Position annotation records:
_ _ _ _ _

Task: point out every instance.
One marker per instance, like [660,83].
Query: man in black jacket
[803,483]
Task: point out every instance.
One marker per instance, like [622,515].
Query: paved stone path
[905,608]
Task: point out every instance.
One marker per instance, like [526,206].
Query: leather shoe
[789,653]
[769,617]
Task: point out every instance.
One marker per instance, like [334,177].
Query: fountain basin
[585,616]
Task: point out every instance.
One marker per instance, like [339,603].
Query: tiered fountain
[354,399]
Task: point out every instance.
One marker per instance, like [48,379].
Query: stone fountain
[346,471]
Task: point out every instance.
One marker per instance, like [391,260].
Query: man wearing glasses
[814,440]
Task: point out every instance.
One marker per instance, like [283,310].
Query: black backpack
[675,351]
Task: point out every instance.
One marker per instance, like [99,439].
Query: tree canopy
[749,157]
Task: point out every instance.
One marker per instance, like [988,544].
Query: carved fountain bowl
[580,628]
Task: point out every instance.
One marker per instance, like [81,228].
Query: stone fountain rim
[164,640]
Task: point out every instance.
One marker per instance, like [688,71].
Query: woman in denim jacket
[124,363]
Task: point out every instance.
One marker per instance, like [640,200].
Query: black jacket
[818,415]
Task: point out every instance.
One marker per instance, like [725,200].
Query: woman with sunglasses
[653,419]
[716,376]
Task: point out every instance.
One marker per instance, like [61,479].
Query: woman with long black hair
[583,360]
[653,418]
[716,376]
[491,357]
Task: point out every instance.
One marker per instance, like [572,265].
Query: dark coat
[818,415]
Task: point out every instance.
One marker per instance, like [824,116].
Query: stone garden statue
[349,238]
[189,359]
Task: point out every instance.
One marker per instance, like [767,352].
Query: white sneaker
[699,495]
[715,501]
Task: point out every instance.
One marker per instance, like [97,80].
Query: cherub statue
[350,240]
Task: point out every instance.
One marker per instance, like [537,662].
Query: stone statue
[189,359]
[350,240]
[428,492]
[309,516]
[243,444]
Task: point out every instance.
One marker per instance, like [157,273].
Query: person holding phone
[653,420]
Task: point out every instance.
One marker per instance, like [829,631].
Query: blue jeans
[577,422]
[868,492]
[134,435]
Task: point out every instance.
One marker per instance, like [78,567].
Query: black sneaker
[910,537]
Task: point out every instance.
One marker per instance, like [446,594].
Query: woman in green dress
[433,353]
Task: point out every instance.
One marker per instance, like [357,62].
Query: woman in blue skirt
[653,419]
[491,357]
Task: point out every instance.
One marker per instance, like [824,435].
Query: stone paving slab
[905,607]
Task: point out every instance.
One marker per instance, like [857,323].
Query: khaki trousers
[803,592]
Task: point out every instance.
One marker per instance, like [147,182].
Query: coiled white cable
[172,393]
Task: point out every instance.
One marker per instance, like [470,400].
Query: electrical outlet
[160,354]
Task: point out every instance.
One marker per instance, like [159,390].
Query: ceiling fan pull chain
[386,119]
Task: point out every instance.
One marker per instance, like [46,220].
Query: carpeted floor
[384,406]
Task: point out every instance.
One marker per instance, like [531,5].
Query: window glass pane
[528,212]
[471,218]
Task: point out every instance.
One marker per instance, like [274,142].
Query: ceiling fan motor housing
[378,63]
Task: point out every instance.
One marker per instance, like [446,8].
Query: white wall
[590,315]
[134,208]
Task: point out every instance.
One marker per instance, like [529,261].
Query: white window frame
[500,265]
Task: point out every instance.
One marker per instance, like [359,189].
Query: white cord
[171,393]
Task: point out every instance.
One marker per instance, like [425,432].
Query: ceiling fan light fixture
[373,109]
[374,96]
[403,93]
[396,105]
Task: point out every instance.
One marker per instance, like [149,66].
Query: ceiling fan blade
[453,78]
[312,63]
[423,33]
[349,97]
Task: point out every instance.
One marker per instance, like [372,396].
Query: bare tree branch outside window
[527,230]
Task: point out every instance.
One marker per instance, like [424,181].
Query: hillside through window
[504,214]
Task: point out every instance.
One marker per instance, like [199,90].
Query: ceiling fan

_ _ _ _ _

Would you reproduce all the entries exactly?

### SOLUTION FOR THIS PROBLEM
Task: point out every instance.
One marker per instance, like [660,83].
Query: man in black jacket
[803,483]
Task: point out every instance.
One marker per instance, like [622,515].
Query: paved stone path
[905,608]
Task: point out every instance.
One marker per instance, like [526,206].
Query: leather shoe
[789,653]
[769,617]
Task: point out every instance.
One marker per instance, like [334,177].
Query: fountain basin
[585,616]
Task: point out every instance.
One marker per instance, like [339,603].
Query: tiered fountain
[354,399]
Task: point out every instance.
One marker per instance, like [48,379].
Query: stone fountain
[346,471]
Task: point out every instance.
One marker per instance, like [391,260].
Query: man wearing glasses
[814,440]
Task: point out every instance.
One marker per instance, like [283,310].
Query: black backpack
[675,351]
Task: point out every instance.
One marker per instance, like [99,439].
Query: tree canopy
[749,157]
Task: point out every instance.
One marker per instance, like [988,544].
Query: carved fountain bowl
[580,628]
Task: point out every instance.
One marker per instance, like [81,228].
Query: stone fountain rim
[164,640]
Task: point out every instance.
One marker per instance, like [688,71].
Query: woman in denim jacket
[124,363]
Task: point out every instance.
One marker per instance, like [640,200].
Query: black jacket
[818,415]
Task: point out every instance.
One marker per instance, like [725,200].
Query: woman with sunglasses
[653,419]
[716,376]
Task: point out every instance.
One marker per instance, like [61,479].
Query: woman with long black hair
[583,360]
[653,418]
[716,376]
[491,357]
Task: point out every instance.
One marker per instance, like [572,265].
Query: dark coat
[818,415]
Task: point out every instance.
One marker per instance, like [824,116].
Query: stone garden statue
[349,238]
[189,359]
Task: point out every instance.
One marker per instance, like [767,352].
Query: white sneaker
[699,495]
[715,501]
Task: point out every instance.
One marker per instance, like [97,80].
Query: cherub statue
[350,240]
Task: point out every instance.
One marker per instance, like [537,662].
Query: stone statue
[189,359]
[350,240]
[428,492]
[309,516]
[243,444]
Task: point out every instance.
One marker per instance, like [157,273].
Query: person holding phone
[653,420]
Task: point out every instance.
One marker per instance, like [829,631].
Query: blue jeans
[577,422]
[868,492]
[134,435]
Task: point out every instance.
One marker per instance, like [78,567].
Query: black sneaker
[910,537]
Task: point out every instance.
One marker per instance, like [446,594].
Query: woman in green dress
[433,353]
Task: point out every instance.
One marker per instance, like [357,62].
Query: woman in blue skirt
[653,419]
[491,357]
Task: point out every instance.
One marker per instance, like [824,435].
Query: stone paving slab
[905,607]
Task: point out every instance.
One marker per instance, like [857,323].
Query: khaki trousers
[803,592]
Task: point out every instance.
One marker per instance, like [147,182].
Query: coiled white cable
[172,393]
Task: point out every instance.
One marker per instance, like [470,400].
Query: electrical outlet
[160,354]
Task: point out every instance.
One marker per instance, like [159,390].
Query: ceiling fan pull chain
[386,119]
Task: point out every instance.
One marker per instance, like [46,220].
Query: carpeted floor
[384,406]
Task: point out every instance.
One marker per instance, like [531,5].
Query: window glass pane
[528,212]
[471,218]
Task: point out every instance.
One marker per instance, like [274,142].
Query: ceiling fan motor housing
[378,63]
Task: point out every instance.
One marker per instance, like [446,8].
Query: white wall
[590,315]
[134,208]
Task: point out every instance.
One marker per instance, like [529,261].
Query: white window frame
[500,265]
Task: point out every instance.
One marker per instance, like [359,189].
Query: white cord
[171,393]
Task: point out every instance.
One marker per instance, like [425,432].
Query: ceiling fan light fixture
[373,109]
[374,96]
[403,93]
[396,105]
Task: point out every instance.
One marker per instance, like [149,66].
Query: ceiling fan blade
[453,78]
[312,63]
[423,33]
[349,97]
Task: point out every instance.
One marker per instance, like [372,396].
Query: bare tree branch outside window
[527,230]
Task: point out every instance.
One marker per instance, like [424,181].
Query: hillside through window
[504,214]
Task: point out every instance.
One marker per instance, like [199,90].
Query: ceiling fan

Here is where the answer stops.